Exercise aim:
Give the data again exactly, without its images.

Material for this exercise:
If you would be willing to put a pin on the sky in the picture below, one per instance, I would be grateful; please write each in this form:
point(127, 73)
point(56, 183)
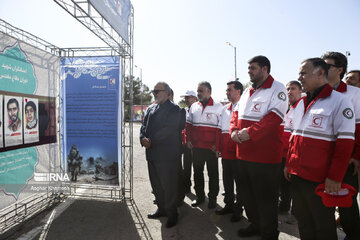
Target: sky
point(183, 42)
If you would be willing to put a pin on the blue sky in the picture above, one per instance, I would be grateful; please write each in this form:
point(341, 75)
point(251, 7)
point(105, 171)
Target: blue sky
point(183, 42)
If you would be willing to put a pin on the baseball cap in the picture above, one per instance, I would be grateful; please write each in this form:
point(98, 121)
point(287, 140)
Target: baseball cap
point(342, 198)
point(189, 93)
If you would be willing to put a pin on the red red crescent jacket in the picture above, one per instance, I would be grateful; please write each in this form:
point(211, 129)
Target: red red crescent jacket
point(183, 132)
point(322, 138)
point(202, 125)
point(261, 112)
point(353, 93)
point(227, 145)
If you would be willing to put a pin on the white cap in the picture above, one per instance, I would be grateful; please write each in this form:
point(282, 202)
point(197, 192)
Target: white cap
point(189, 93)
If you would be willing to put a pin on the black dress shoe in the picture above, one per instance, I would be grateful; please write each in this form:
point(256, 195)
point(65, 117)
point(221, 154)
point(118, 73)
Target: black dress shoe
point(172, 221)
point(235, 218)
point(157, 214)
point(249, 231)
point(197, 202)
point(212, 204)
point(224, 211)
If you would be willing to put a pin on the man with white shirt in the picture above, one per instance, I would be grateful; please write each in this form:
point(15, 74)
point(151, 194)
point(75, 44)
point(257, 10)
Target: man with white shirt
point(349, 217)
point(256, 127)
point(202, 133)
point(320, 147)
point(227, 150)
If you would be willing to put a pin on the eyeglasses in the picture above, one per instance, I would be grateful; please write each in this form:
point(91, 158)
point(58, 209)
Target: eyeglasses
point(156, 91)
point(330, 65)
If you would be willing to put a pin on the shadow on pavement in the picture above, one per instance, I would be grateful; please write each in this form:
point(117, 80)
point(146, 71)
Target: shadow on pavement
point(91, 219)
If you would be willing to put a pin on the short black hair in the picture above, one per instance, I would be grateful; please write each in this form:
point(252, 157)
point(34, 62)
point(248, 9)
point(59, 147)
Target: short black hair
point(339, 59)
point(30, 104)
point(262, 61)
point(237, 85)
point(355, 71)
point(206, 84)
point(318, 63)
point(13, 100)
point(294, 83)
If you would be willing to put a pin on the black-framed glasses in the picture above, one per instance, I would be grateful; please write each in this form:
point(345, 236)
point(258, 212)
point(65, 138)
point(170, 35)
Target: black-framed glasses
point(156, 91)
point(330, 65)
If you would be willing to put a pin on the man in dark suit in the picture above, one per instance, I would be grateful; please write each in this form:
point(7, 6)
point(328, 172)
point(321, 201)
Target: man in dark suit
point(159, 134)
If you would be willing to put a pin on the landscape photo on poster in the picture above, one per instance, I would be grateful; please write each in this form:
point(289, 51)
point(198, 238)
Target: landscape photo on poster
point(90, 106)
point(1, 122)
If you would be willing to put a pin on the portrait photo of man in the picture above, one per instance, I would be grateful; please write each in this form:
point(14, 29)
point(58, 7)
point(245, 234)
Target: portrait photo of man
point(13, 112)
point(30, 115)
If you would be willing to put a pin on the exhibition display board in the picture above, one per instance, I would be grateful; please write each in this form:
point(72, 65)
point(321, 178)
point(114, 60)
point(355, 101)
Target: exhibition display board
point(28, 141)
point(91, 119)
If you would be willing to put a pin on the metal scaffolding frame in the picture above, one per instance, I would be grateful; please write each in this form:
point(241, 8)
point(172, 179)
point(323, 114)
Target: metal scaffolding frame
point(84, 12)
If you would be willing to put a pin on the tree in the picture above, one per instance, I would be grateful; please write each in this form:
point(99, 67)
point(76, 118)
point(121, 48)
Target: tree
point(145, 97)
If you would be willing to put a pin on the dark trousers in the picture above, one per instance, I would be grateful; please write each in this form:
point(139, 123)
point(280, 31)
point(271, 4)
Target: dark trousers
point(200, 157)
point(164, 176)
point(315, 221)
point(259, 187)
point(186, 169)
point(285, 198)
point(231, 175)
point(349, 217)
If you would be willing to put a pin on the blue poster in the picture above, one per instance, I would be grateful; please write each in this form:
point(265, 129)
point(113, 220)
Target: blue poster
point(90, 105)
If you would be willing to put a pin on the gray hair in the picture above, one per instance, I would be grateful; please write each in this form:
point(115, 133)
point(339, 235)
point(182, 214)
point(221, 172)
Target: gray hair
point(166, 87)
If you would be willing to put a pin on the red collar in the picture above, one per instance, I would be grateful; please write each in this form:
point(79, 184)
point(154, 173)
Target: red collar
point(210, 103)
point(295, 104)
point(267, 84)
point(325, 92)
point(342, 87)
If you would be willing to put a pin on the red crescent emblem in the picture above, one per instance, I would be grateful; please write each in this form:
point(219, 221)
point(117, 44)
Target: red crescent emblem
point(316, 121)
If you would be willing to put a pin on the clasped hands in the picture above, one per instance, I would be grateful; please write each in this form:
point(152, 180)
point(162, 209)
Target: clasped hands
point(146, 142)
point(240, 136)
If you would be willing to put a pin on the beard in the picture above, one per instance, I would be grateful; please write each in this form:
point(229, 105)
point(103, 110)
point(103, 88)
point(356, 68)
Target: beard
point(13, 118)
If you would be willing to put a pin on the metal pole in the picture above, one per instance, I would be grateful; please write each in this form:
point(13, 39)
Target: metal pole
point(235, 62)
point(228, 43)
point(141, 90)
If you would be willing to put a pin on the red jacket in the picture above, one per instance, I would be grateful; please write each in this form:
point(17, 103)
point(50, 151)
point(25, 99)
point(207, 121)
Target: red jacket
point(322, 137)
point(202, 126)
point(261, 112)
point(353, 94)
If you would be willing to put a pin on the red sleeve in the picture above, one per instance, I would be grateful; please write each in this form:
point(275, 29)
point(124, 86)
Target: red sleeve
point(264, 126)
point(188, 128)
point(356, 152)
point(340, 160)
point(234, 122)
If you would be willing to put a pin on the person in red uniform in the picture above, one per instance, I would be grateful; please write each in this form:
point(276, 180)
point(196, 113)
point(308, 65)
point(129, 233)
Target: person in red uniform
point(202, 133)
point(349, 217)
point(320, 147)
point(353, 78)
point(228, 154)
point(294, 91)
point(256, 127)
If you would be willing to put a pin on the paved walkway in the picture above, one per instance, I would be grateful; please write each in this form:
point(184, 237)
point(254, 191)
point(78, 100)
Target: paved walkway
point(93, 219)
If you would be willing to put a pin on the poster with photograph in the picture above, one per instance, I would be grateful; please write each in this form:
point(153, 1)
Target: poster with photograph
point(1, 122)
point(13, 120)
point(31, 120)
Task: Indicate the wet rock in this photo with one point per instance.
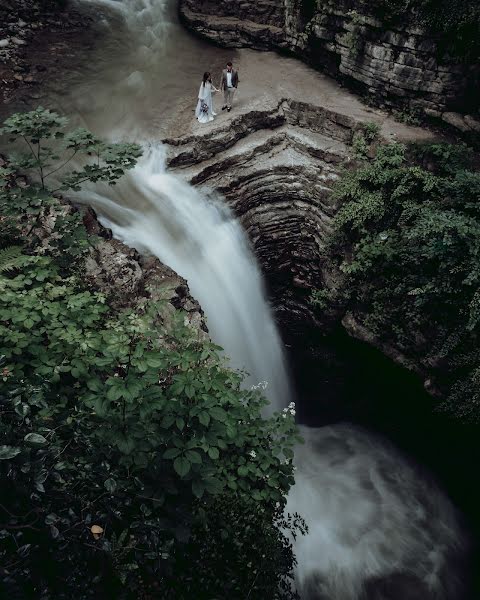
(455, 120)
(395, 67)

Answer:
If you would be willing to put a pin on the sky in the picture below, one per instance, I would be grateful; please write each in this form:
point(127, 73)
point(56, 183)
Target: sky
point(183, 42)
If you would be willing to put a pin on the blue sky in the picture above, one per instance, I would be grateful; please write each in this form:
point(341, 75)
point(251, 7)
point(105, 171)
Target: blue sky
point(183, 42)
If you would be willing to put a pin on the baseball cap in the picture above, one per instance, I would be grateful; please write each in this form:
point(98, 121)
point(287, 140)
Target: baseball cap
point(342, 198)
point(189, 93)
If you would be willing to put a pin on the red red crescent jacket in the picture above, one per instance, I would be grateful; please write each in this form:
point(211, 129)
Target: red red crescent jacket
point(183, 132)
point(322, 138)
point(202, 125)
point(261, 112)
point(353, 93)
point(227, 145)
If you would be willing to put a pin on the white cap in the picture above, one per instance, I would be grateful; please write each in this form:
point(282, 202)
point(197, 192)
Target: white cap
point(189, 93)
If you would be willing to put a pin on the black dress shoe in the picture above, one per instance, I would be grateful; please write each in this form:
point(256, 195)
point(65, 117)
point(221, 154)
point(118, 73)
Target: black dress shoe
point(172, 221)
point(235, 218)
point(157, 214)
point(249, 231)
point(197, 202)
point(212, 204)
point(224, 211)
If you would be willing to put a pin on the man with white shirt in the picture above, one per instance, I would be grateful; please write each in this form:
point(15, 74)
point(151, 194)
point(75, 44)
point(257, 10)
Target: man with white shirt
point(349, 217)
point(256, 127)
point(202, 133)
point(320, 147)
point(227, 150)
If you would be willing to put a pin on the eyeglasses in the picture above, one per instance, I would be grateful; please write each in this form:
point(91, 158)
point(58, 209)
Target: eyeglasses
point(156, 91)
point(330, 65)
If you would be willing to put a pin on the shadow on pavement in the picture above, one per instance, I would be grateful; please write each in this form:
point(117, 80)
point(146, 71)
Target: shadow on pavement
point(91, 219)
If you would be willing to put a pin on the short black hair in the picture above, one per instance, I would be grateful; please write each in this form:
point(252, 157)
point(34, 62)
point(248, 9)
point(59, 147)
Target: short black hair
point(339, 59)
point(30, 104)
point(262, 61)
point(237, 85)
point(355, 71)
point(206, 84)
point(318, 63)
point(13, 100)
point(294, 83)
If you would be willing to put a pin on the black-framed glasses in the picture above, one per instance, I would be grateful; please write each in this form:
point(345, 236)
point(258, 212)
point(65, 138)
point(170, 35)
Target: black-framed glasses
point(156, 91)
point(330, 65)
If you would be willing to put a pin on the man in dark suit in the picture above, one per instance, I would be grateful; please write each in this form:
point(7, 6)
point(328, 172)
point(321, 201)
Target: man in dark suit
point(159, 134)
If you would be willing to put a pin on the landscape photo on poster in the picture above, one per instance, I would be grateful; please write each in this form:
point(289, 51)
point(198, 238)
Target: landscape photo on poster
point(90, 106)
point(1, 122)
If you would be willing to put a pin on the portrait photo of man in the picture above, one per instance, I would be grateful; please write each in this form:
point(14, 29)
point(58, 7)
point(245, 234)
Target: portrait photo of man
point(13, 112)
point(30, 115)
If you would be willing to put a pin on the exhibition display board in the picture above, one per instance, I would be grateful; please write each in this form:
point(72, 65)
point(321, 178)
point(114, 60)
point(355, 101)
Target: exhibition display board
point(28, 141)
point(91, 119)
If you would be willing to put a pin on the metal scaffolding frame in the picture above, one per instance, I would be grateful; please write each in this form:
point(241, 8)
point(172, 179)
point(323, 114)
Target: metal scaffolding frame
point(84, 12)
If you would be willing to put a pin on the tree in the picture above, one per instance, I would be grateful; please write each in this form:
point(99, 67)
point(76, 118)
point(121, 48)
Target: tree
point(145, 97)
If you would be willing to put a pin on the dark trousers in the picture above, one per instance, I would be grateful; please write each in this form:
point(139, 123)
point(280, 31)
point(271, 4)
Target: dark trousers
point(200, 157)
point(164, 176)
point(315, 221)
point(259, 187)
point(186, 169)
point(285, 198)
point(231, 175)
point(349, 217)
If you would be willing to put a pin on the blue poster in the picture above, one per instance, I would be grateful; please write each in this form:
point(265, 129)
point(113, 220)
Target: blue poster
point(90, 105)
If you would be willing to put a pin on the gray hair in the picture above, one per instance, I would be grateful; please write each in this form:
point(115, 133)
point(339, 235)
point(182, 214)
point(221, 172)
Target: gray hair
point(166, 87)
If you would be willing to put a pin on the red collar in the picture above, one per instance, I would be grateful; please write each in this form:
point(79, 184)
point(154, 173)
Target: red collar
point(210, 103)
point(295, 104)
point(267, 84)
point(325, 92)
point(342, 87)
If you would be willing to put a pin on the red crescent emblem in the picture above, one per instance, I would be grateful; please write each in this form:
point(219, 221)
point(117, 44)
Target: red crescent emblem
point(316, 121)
If you would be willing to put a pin on the clasped hands in the picture above, one per instance, I would be grateful; please write each in this form:
point(152, 180)
point(162, 209)
Target: clasped hands
point(146, 142)
point(240, 136)
If you would be willing to put a pin on the beard in the picture above, one per instance, I would be grateful; please write each in this form:
point(229, 105)
point(103, 110)
point(103, 88)
point(356, 68)
Target: beard
point(13, 118)
If you would be willing to put a pin on the metal pole in the picture above, one per instance, I would be grateful; please write each in this form:
point(13, 39)
Target: metal pole
point(235, 62)
point(228, 43)
point(141, 90)
If you would be willing to put a pin on the red jacket in the picture above, one per instance, I would be grateful; please write each in this form:
point(17, 103)
point(50, 151)
point(25, 99)
point(207, 121)
Target: red jacket
point(322, 137)
point(202, 126)
point(261, 112)
point(353, 94)
If you would be willing to put a pin on the red sleeve in the picture above, one per instance, I would be grateful; please write each in this form:
point(275, 29)
point(124, 86)
Target: red sleeve
point(264, 126)
point(188, 128)
point(356, 152)
point(340, 160)
point(234, 122)
If you would be willing to put a pin on the person in red uniform in the picture above, one per instance, I would be grateful; please write each in this form:
point(276, 180)
point(196, 113)
point(308, 65)
point(129, 233)
Target: person in red uniform
point(202, 133)
point(349, 217)
point(320, 147)
point(353, 78)
point(228, 154)
point(294, 91)
point(256, 127)
If you would be willing to put a pin on the paved walkway in the picture above, one per instance, I would be grateful; please write each in this form:
point(184, 237)
point(254, 191)
point(78, 100)
Target: paved walkway
point(93, 219)
If you would be willing to put a pin on the poster with photograph in the picture above, one per instance, I would be grateful; please write each in this form:
point(153, 1)
Target: poster with photograph
point(1, 122)
point(13, 120)
point(31, 120)
Task: Indicate the wet rock in this photo with one point per instance.
(455, 120)
(395, 67)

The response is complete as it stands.